WHAT IS ASKED:
A. In the forum thread on loose spokes on Daytons, what wheel size and spoke count does CADIMAN give for his brother's set?
B. Using the forum thread on loose spokes on Daytons, explain why CADIMAN says he already knew that Daytons can develop loose spokes.
C. Carry on the forum thread on loose spokes on Daytons from the point at which it ends.

EXCERPT start

# LOOSE SPOKES ON DAYTONS



## CADIMAN (Nov 21, 2007)

MY BROTHER HAS A SET OF 13X7 72 SPOKE DAYTONS AND HE JUST NOTICED SOME SPOKES GOT LOOSE ON ONE OF THE RIMS. I'VE KNOWN THIS TO HAPPEN TO DAYTONS CUZ I'TS HAPPENED TO ANOTHER BUDDY OF MINE ON SOME 14'S. HAS ANYONE TRIED TO TIGHTEN THESE THEMSELVES OR DOES ANYONE KNOW WHO CAN FIX IT??


----------



## 69droptop (May 30, 2007)

it is not really that hard. the hardest thing is removing the old seal on the rim. then get a socket and tighten use pliers wirh a cloth to hold spoke in place and wa la their tightened. now reseal and you're off


----------



## robs68 (Aug 3, 2008)

never heard of DAYTONS getting lose?..... :uh:


----------



## GALAXY WIRE WHEELS (Aug 21, 2008)

> _Originally posted by CADIMAN_@Sep 21 2008, 06:51 PM~11659982
> *MY BROTHER HAS A SET OF 13X7 72 SPOKE DAYTONS AND HE JUST NOTICED SOME SPOKES GOT LOOSE ON ONE OF THE RIMS. I'VE KNOWN THIS TO HAPPEN TO DAYTONS CUZ I'TS HAPPENED TO ANOTHER BUDDY OF MINE ON SOME 14'S. HAS ANYONE TRIED TO TIGHTEN THESE THEMSELVES OR DOES ANYONE KNOW WHO CAN FIX IT??
> *


 PM SENT THANKYOU.

EXCERPT end
STORED DATA start

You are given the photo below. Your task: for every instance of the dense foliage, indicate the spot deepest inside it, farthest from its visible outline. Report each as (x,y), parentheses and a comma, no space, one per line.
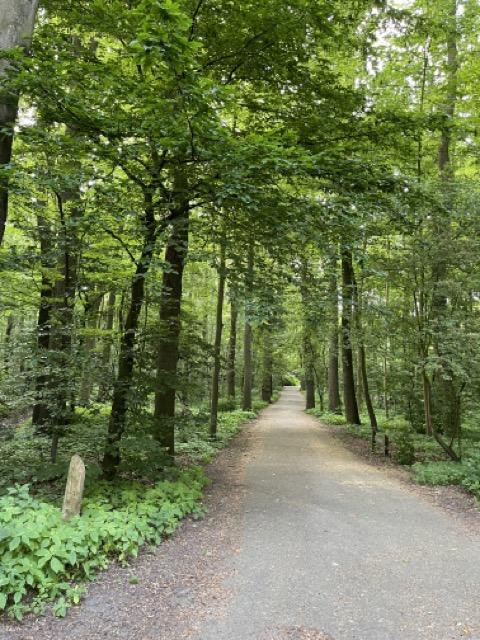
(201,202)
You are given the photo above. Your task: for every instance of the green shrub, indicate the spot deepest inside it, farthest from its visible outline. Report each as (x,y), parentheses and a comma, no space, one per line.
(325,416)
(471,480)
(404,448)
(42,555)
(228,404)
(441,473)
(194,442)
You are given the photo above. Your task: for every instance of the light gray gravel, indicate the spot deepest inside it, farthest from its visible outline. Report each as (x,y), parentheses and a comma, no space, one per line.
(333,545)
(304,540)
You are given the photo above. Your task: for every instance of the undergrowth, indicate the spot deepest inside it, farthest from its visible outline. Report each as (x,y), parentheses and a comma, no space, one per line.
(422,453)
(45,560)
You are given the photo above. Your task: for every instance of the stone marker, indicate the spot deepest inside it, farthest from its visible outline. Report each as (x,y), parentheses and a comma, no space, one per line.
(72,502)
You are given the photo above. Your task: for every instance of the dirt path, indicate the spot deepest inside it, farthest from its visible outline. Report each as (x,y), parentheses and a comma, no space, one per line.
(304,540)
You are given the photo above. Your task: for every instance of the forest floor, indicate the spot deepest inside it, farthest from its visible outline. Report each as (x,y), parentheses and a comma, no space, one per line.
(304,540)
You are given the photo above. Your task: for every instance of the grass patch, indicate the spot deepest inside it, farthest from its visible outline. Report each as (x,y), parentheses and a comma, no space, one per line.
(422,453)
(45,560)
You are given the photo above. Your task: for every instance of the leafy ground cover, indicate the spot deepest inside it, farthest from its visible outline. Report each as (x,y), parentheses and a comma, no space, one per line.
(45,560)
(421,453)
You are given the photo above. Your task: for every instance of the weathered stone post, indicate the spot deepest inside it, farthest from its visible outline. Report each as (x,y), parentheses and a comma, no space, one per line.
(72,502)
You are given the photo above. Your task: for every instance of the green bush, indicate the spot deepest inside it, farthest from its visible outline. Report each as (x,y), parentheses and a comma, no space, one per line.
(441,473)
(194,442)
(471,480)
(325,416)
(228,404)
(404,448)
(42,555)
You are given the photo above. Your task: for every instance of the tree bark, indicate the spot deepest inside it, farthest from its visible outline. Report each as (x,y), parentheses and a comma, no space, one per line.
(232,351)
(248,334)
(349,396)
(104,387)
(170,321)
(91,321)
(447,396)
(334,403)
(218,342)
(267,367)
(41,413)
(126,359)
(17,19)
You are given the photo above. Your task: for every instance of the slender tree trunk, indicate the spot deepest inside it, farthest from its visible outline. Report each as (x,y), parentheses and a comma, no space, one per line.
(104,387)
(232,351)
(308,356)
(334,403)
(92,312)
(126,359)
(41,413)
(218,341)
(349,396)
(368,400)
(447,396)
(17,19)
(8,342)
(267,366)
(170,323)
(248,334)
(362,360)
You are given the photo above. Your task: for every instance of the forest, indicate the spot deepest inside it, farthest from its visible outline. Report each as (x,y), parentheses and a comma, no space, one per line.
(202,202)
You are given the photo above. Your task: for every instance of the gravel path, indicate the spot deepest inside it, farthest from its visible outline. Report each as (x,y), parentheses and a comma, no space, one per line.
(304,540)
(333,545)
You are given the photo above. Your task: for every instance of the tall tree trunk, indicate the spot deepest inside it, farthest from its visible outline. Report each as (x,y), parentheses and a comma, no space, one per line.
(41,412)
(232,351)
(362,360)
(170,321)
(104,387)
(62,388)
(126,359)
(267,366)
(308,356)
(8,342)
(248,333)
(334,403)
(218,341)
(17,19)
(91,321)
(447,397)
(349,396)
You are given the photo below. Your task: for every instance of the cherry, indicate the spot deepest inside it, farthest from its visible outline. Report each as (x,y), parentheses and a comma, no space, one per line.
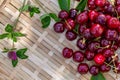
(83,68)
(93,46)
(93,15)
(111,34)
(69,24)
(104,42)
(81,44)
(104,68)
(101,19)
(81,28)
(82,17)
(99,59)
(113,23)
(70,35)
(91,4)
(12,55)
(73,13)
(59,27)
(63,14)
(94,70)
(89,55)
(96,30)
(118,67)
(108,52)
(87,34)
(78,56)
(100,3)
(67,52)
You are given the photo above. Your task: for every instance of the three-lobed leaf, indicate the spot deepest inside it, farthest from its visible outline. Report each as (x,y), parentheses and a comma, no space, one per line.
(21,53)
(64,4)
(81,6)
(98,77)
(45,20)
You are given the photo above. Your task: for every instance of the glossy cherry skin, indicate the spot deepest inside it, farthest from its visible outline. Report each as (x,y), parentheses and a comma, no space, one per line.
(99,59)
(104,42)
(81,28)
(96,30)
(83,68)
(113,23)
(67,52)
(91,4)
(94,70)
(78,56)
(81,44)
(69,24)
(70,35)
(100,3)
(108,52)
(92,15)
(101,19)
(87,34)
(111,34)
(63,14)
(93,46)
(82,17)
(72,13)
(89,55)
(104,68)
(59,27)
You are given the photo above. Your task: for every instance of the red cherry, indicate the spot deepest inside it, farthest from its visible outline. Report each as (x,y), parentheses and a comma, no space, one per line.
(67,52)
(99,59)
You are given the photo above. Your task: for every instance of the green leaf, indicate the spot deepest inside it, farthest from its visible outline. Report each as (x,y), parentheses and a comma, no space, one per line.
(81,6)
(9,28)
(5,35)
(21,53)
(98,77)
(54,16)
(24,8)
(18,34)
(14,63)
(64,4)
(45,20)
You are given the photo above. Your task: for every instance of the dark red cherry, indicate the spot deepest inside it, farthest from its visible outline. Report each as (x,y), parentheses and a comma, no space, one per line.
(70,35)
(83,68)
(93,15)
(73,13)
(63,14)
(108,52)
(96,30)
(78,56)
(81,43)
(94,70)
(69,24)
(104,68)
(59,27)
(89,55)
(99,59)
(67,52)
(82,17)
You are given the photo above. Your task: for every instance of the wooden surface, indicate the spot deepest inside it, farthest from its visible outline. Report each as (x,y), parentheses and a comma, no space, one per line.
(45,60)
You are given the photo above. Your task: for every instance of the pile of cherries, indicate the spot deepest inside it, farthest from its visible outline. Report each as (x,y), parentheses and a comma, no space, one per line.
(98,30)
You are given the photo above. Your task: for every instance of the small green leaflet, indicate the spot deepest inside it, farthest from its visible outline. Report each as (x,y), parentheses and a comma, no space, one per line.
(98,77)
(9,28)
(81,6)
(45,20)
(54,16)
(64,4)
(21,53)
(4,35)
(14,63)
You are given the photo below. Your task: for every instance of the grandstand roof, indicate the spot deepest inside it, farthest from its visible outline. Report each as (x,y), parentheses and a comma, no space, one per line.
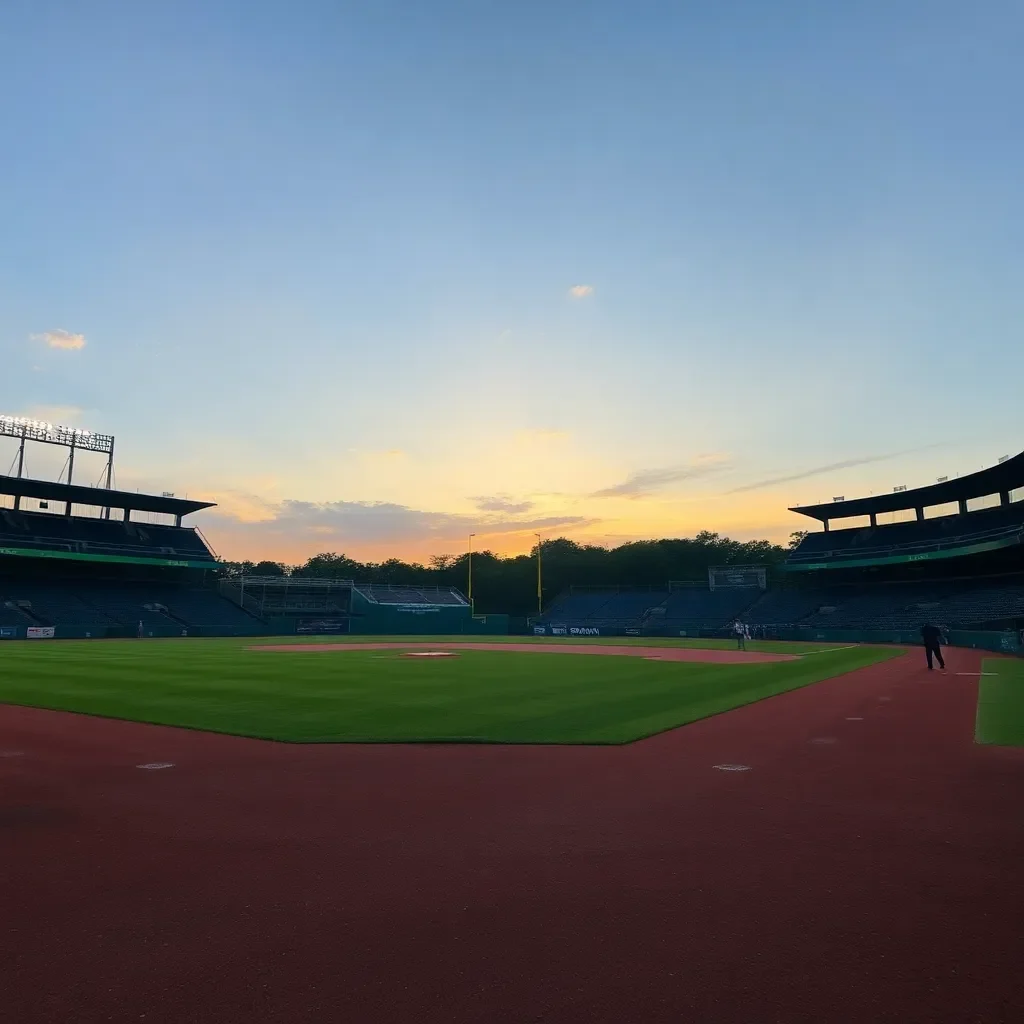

STORED DATA end
STORED DATA start

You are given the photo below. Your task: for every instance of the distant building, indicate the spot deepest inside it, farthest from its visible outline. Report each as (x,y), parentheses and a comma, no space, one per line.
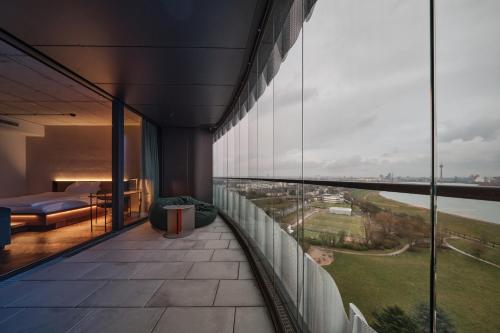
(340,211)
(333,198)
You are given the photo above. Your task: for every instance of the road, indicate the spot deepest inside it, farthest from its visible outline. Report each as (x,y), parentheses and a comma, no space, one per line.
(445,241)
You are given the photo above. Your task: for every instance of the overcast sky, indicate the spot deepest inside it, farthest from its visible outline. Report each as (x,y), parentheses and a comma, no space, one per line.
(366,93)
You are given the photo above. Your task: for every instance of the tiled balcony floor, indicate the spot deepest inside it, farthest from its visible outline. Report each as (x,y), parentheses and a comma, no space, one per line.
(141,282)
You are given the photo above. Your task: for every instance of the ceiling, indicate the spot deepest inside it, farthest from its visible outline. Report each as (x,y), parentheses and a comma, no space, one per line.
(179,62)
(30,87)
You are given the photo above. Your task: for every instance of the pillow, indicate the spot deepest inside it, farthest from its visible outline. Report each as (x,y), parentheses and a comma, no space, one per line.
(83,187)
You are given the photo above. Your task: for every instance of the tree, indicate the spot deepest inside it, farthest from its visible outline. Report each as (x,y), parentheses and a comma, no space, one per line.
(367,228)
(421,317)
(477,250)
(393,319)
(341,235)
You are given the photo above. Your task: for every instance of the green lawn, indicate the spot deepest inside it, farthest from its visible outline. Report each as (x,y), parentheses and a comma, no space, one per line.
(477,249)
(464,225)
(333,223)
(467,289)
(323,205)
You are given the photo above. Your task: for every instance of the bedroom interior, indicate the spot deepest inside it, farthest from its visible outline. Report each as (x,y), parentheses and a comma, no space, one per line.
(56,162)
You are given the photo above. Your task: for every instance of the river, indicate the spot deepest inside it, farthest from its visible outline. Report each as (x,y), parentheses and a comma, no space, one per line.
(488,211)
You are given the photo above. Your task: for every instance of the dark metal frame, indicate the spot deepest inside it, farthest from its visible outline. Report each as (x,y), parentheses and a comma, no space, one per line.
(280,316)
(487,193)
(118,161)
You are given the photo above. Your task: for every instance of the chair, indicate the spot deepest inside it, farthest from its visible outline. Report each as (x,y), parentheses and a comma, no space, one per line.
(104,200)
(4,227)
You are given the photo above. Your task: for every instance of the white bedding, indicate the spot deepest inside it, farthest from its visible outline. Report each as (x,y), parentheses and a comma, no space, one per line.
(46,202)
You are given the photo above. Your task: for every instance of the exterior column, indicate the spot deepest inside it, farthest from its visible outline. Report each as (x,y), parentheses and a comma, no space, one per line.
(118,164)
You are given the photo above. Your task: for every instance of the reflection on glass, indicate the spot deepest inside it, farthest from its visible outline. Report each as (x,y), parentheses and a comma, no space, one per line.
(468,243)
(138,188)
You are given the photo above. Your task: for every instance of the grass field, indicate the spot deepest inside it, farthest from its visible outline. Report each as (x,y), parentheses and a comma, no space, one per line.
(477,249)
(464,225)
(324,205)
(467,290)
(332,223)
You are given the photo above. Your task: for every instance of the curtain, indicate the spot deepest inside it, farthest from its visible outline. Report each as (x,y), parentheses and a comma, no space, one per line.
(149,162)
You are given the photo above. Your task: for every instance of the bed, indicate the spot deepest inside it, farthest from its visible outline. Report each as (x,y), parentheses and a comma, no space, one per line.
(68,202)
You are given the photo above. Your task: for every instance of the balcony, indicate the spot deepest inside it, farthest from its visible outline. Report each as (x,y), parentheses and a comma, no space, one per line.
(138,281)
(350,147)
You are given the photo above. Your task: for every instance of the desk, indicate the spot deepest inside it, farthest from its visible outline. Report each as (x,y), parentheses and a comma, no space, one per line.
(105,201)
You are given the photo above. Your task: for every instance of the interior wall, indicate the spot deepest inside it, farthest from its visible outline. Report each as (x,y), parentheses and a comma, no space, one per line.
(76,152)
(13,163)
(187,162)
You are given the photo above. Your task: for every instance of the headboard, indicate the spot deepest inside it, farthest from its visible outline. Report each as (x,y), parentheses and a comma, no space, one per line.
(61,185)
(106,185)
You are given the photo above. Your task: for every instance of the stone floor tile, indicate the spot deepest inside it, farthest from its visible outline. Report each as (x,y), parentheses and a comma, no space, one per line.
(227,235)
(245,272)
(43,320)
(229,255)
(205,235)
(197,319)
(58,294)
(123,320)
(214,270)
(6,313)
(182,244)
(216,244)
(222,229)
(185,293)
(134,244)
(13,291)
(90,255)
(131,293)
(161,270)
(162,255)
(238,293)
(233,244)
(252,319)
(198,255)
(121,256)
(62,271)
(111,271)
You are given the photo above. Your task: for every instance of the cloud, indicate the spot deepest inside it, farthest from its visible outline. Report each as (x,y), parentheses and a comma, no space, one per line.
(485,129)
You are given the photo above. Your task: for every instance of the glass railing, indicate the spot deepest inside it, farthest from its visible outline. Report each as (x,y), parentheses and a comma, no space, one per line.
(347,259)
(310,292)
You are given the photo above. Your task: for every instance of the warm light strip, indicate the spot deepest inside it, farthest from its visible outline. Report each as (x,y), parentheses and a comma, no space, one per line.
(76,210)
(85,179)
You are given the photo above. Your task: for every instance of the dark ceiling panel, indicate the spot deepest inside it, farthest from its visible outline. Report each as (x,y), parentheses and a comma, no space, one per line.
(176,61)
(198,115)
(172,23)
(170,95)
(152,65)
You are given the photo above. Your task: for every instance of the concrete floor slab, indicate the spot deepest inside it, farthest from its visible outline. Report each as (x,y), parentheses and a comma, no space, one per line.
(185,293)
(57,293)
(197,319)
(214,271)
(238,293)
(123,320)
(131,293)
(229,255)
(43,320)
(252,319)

STORED DATA end

TASK-BY-TASK ANSWERS:
A. They are 13x7 wheels with 72 spokes.

B. He knew it because the same thing had happened to another friend of his on a set of 14s.

C.
----------



## CADIMAN (Nov 21, 2007)

> _Originally posted by 69droptop_@Sep 21 2008, 09:47 PM~11661112
> *it is not really that hard. the hardest thing is removing the old seal on the rim. then get a  socket and tighten use pliers  wirh a cloth to hold spoke in place and wa la their tightened. now reseal and you're off
> *


SO I TAKE IT YOU TRIED IT?


----------



## CADIMAN (Nov 21, 2007)

> _Originally posted by robs68_@Sep 21 2008, 09:49 PM~11661133
> *never heard of DAYTONS getting lose?..... :uh:
> *


 BELIEVE IT HOMIE, IT HAPPENS...


----------



## CADIMAN (Nov 21, 2007)

> _Originally posted by GALAXY WIRE WHEELS_@Sep 22 2008, 05:27 PM~11668263
> *PM SENT THANKYOU.
> *


 PM RETURNED


----------



## 69droptop (May 30, 2007)

> _Originally posted by CADIMAN_@Sep 23 2008, 02:38 AM~11672539
> *SO I TAKE IT YOU TRIED IT?
> *


not on daytons but the cncept is the same on wire wheels.. you can tighten and reseal almost any wire wheel if you have the time and patience.

ERIC


----------



## CADIMAN (Nov 21, 2007)

> _Originally posted by 69droptop_@Sep 23 2008, 04:42 AM~11673337
> *not on daytons but the cncept is the same on wire wheels.. you can tighten and reseal almost any wire wheel if you have the time and patience.
> 
> ERIC
> *


 YOU HAVEN'T HAD ANY PROBLEMS WITH THE RIM SHAKING AFTERWARDS, IT SEEMS TO ME LIKE THE RIM IS LIKE THAT OF A BICYCLE, WHEN YOU DON'T DO IT RIGHT, THE RIM WOBBLES. DOES THIS HAPPEN TO LOWRIDER WIRE WHEELS TOO?


----------



## 69droptop (May 30, 2007)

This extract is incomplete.